## Exercise instructions
All of the listing, from first line to last, should be output exactly; the pictures stay out.

==============================

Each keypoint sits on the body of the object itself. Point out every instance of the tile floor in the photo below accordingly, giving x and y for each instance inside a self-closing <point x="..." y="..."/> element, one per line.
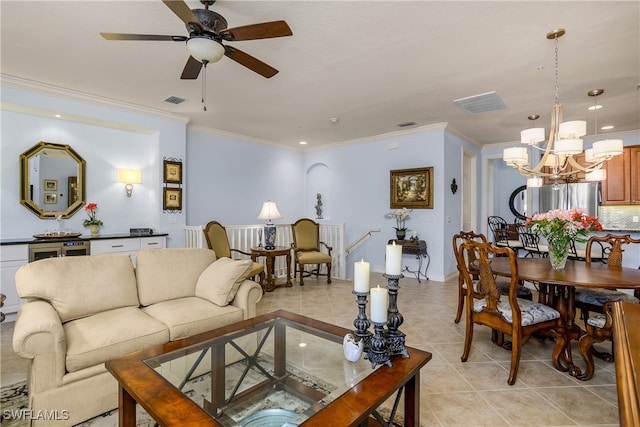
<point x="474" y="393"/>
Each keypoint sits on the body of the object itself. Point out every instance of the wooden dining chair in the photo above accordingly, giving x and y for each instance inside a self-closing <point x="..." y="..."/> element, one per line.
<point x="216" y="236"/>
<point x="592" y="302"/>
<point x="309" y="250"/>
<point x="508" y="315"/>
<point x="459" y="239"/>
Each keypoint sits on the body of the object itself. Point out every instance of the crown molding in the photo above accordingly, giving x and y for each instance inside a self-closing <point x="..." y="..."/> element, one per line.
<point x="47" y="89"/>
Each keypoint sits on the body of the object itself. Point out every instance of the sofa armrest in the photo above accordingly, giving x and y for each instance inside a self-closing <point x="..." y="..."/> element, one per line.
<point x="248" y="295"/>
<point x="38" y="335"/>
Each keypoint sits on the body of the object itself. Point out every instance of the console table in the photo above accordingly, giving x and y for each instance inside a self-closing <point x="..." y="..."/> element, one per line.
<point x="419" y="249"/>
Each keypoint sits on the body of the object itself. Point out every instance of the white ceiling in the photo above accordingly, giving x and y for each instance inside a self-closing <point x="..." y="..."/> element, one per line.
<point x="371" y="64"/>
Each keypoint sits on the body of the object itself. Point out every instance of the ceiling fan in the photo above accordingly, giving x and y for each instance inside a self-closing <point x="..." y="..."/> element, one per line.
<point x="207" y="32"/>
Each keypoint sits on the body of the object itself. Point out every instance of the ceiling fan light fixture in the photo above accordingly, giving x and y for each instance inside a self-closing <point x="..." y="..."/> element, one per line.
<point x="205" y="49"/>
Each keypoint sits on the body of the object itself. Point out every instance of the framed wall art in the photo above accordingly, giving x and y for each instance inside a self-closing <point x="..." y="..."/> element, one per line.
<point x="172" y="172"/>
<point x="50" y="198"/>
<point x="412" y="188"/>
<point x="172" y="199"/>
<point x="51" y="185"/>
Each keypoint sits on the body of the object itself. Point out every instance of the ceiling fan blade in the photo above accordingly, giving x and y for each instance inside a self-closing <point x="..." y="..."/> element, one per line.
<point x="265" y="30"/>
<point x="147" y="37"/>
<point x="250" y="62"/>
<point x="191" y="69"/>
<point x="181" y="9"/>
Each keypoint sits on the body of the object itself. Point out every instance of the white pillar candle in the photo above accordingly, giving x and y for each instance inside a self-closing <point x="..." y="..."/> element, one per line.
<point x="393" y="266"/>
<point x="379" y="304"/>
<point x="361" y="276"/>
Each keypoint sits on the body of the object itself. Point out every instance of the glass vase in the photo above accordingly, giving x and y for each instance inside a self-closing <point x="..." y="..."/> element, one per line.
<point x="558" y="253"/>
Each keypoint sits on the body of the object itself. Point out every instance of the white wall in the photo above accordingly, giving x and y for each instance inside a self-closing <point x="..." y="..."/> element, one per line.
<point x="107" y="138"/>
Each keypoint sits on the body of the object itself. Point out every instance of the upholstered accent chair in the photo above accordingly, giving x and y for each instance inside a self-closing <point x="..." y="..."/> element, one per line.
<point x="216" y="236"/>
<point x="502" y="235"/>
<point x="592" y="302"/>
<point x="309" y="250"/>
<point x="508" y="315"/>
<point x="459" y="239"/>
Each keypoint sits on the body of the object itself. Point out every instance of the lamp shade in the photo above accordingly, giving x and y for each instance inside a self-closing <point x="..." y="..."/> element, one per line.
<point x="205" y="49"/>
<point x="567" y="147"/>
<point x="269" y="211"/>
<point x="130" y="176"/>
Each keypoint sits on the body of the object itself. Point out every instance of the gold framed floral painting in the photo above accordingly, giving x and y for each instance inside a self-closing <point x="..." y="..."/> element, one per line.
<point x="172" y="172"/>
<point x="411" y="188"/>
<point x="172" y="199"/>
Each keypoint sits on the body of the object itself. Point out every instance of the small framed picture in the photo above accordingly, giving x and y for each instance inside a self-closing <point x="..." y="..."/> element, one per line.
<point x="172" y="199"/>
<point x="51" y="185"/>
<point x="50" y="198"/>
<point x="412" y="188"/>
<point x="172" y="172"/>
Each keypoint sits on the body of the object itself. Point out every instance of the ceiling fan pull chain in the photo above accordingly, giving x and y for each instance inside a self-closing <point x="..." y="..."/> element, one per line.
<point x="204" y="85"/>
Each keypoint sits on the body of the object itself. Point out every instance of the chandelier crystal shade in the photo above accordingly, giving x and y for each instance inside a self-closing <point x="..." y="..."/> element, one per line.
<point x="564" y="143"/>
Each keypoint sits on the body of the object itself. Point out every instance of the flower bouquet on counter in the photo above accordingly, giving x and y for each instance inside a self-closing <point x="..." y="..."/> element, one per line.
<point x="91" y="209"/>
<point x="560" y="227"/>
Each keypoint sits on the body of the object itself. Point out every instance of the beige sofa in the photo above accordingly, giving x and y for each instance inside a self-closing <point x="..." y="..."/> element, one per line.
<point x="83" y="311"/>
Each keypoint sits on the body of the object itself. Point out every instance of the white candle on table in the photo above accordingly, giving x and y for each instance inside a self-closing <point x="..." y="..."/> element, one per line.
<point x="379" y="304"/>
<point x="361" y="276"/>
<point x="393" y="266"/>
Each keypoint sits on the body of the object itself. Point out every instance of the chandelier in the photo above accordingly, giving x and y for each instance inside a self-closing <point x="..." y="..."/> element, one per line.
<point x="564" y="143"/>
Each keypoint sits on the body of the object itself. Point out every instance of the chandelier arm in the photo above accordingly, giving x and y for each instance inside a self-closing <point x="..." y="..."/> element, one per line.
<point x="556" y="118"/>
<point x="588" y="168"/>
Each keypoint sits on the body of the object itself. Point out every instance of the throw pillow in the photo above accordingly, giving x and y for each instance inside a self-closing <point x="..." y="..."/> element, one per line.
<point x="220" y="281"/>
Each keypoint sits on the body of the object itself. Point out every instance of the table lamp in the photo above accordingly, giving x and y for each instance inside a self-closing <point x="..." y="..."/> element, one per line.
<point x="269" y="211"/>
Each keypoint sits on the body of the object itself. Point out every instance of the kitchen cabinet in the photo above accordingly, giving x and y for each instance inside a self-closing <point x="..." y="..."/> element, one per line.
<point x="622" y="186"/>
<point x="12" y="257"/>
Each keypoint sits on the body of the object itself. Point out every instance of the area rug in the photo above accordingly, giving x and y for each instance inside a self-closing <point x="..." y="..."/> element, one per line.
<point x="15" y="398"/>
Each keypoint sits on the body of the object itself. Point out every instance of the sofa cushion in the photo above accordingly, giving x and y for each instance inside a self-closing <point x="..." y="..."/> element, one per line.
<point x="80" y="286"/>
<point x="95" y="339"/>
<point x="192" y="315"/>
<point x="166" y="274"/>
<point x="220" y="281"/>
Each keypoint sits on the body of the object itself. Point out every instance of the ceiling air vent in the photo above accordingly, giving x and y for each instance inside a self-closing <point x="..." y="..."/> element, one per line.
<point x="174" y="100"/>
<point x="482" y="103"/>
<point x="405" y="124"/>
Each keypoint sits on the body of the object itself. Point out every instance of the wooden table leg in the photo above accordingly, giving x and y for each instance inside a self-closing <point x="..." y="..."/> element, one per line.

==============================

## Problem solution
Each keypoint sits on the body of the object itself. Point out every instance of the tile floor in the photo below accordingly, giving x and y for each instance inside a self-closing <point x="..." y="..."/> element, one per line.
<point x="474" y="393"/>
Each keypoint sits on the body of the object itself. Point out every instance of the wooden dining chair in the photo above accordingly, giving x and y for each instance inside a self-closing <point x="..." y="..."/> element, one per line.
<point x="216" y="236"/>
<point x="592" y="302"/>
<point x="309" y="250"/>
<point x="508" y="315"/>
<point x="459" y="239"/>
Each keypoint sits on the body of the object itself. Point out every instance of the crown molding in the photo above accordingly, giving x and y for each instance inside a self-closing <point x="..." y="..."/> element, one per line.
<point x="47" y="89"/>
Each keypoint sits on the body of the object itself. Point out every instance of the sofa armrest in the photo above accordingly, giving x and y for each instance inside a self-closing <point x="..." y="..."/> element, one per line.
<point x="248" y="295"/>
<point x="38" y="335"/>
Each keypoint sits on the body of the object itself. Point out every instance of the console table in the photo above accordingly, giving x and y for each instance inside a self-closing <point x="..." y="..."/> element, one per line.
<point x="419" y="249"/>
Each keypoint sits on the body of the object itself. Point out every instance of the white ceiling in the photo above accordingly, giving x and y for each instance inside a self-closing <point x="..." y="..."/> element, one per line.
<point x="371" y="64"/>
Each keypoint sits on the body of the object itself. Point out every instance of the ceiling fan in the photo above accordingly, giving x and y for each instance inside a self-closing <point x="..." y="..."/> element, one per line.
<point x="207" y="32"/>
Each keypoint sits on the body of the object itself. Point out every instance of the ceiling fan light fixture in the photo above accordingly, giving x and y for each instance inside a self-closing <point x="..." y="..."/> element, one per line.
<point x="205" y="49"/>
Each keypoint sits on the body of the object itself. Point out every instance of the framed wall art in the photo above accordingly, giving x and y for each instance inside a self-closing <point x="..." y="..."/> element, one per line.
<point x="172" y="172"/>
<point x="50" y="198"/>
<point x="412" y="188"/>
<point x="172" y="199"/>
<point x="51" y="185"/>
Each keypoint sits on the body of the object itself. Point out every instance of the ceiling fan blade in the photo above accordingly, giving x and y for each instance inside a self-closing <point x="..." y="..."/> element, one per line.
<point x="265" y="30"/>
<point x="147" y="37"/>
<point x="250" y="62"/>
<point x="191" y="69"/>
<point x="181" y="9"/>
Each keypoint sits on the body of the object itself. Point out every instance of the white pillar candle in the photo above accordingly, giving x and y for each instance inside a self-closing <point x="..." y="..."/> element, one per line.
<point x="393" y="266"/>
<point x="379" y="304"/>
<point x="361" y="276"/>
Each keypoint sits on the body of the object itself. Point out every instance of the glass vase in the photo above accordingly, giving x and y for each instance inside a self-closing <point x="..." y="..."/> element, one per line.
<point x="558" y="253"/>
Each keypoint sits on the body of the object itself. Point out every instance of the white wall in the photo above accordingly, giving x and y for each instance inside a self-closing <point x="..." y="..."/> element, one per line.
<point x="107" y="138"/>
Each keypoint sits on the body of the object itself. Point out every instance of the upholstered accent chair in the photo above accordingly, giving x and y for each instance inside a self-closing <point x="..." y="..."/> element, one per line.
<point x="216" y="236"/>
<point x="502" y="235"/>
<point x="592" y="302"/>
<point x="309" y="250"/>
<point x="508" y="315"/>
<point x="459" y="239"/>
Each keypoint sits on the body of the object itself. Point out every instance of the lamp shade in the photo above accordingly, giving x and y for each instance inside a self-closing <point x="..." y="..."/> element, one per line.
<point x="205" y="49"/>
<point x="567" y="147"/>
<point x="269" y="211"/>
<point x="130" y="176"/>
Each keypoint sits on the body of the object itself. Point out every instance of the gold framed floral painting in the photo above accordingly, giving x and y for each instance inside a self-closing <point x="..." y="..."/> element, one per line.
<point x="172" y="172"/>
<point x="411" y="188"/>
<point x="172" y="199"/>
Each keypoint sits on the body of the object itself. Point out every instance of the small framed picture in the photo above accordingly, giving x and y for each instance inside a self-closing <point x="..." y="..."/> element, one per line.
<point x="172" y="199"/>
<point x="51" y="185"/>
<point x="50" y="198"/>
<point x="412" y="188"/>
<point x="172" y="172"/>
Each keypoint sits on the body of the object itself. Point out every instance of the ceiling fan pull chain in the photo above accordingly, giving x and y for each instance inside a self-closing <point x="..." y="..."/> element, one per line.
<point x="204" y="85"/>
Each keypoint sits on the body of the object itself. Point out every instance of the chandelier crystal shade in the photo above accordingly, giving x and y for each instance inside a self-closing <point x="..." y="..."/> element, one per line.
<point x="564" y="143"/>
Each keypoint sits on the body of the object itself. Point out every instance of the flower bouquet on counter in the photo above accordingly, giving x and y for each instance inside a self-closing <point x="..." y="..."/> element, one per line.
<point x="91" y="209"/>
<point x="560" y="227"/>
Each keypoint sits on the body of the object itself. Point out every instance of the beige sofa in the photo above accordingly, giving x and y for each instance inside a self-closing <point x="..." y="..."/> element, one per line.
<point x="83" y="311"/>
Each keypoint sits on the body of the object itself. Point out every instance of the white candle on table in the photo above accordingly, giving x and y for each instance inside a self-closing <point x="..." y="..."/> element, one per line.
<point x="379" y="304"/>
<point x="361" y="276"/>
<point x="393" y="266"/>
Each keypoint sits on the body of the object itself. Point out every instance of the chandelier in the photo above accordingly, giving x and y for each instance inside a self-closing <point x="..." y="..."/> element, one per line.
<point x="564" y="143"/>
Each keypoint sits on the body of the object itself. Point out every instance of the chandelier arm in the photo above accordingly, giving x and y for each instance inside a self-closing <point x="..." y="..."/> element, one per line.
<point x="556" y="118"/>
<point x="588" y="168"/>
Each keypoint sits on the body of the object itself. Point out every instance of the throw pillow in the photo above accordingly, giving x and y for each instance inside a self-closing <point x="..." y="..."/> element, one per line.
<point x="220" y="281"/>
Each keypoint sits on the body of the object itself. Point out every instance of the table lamp in the photo above accordingly, giving x and y for each instance inside a self-closing <point x="..." y="..."/> element, one per line.
<point x="269" y="211"/>
Each keypoint sits on the body of the object itself. Point out every instance of the kitchen cabinet in the photo above accordingly, giving x and y for each instance inside a self-closing <point x="..." y="..."/> element, one per line.
<point x="622" y="186"/>
<point x="12" y="257"/>
Each keypoint sits on the body of the object itself. Point out every instance of the area rug in the photo above accordingly, giving x and y for each instance inside a self-closing <point x="..." y="..."/> element, one per line.
<point x="15" y="398"/>
Each keypoint sits on the body of the object itself. Point out every instance of the sofa cushion in the photo above accordingly, giving x and y for each instance inside a self-closing <point x="..." y="..."/> element, one per line.
<point x="80" y="286"/>
<point x="95" y="339"/>
<point x="192" y="315"/>
<point x="166" y="274"/>
<point x="220" y="281"/>
Each keypoint sits on the body of the object itself. Point out every instance of the ceiling air vent in the photo above accordingly, giving x and y for each instance inside a self-closing <point x="..." y="..."/> element, one per line.
<point x="174" y="100"/>
<point x="482" y="103"/>
<point x="405" y="124"/>
Each keypoint sits on the body of the object itself. Point out every instance of the wooden table leg in the photo above accordingly, giving x and y for each instance inside a self-closing <point x="..." y="..."/> element, one per line.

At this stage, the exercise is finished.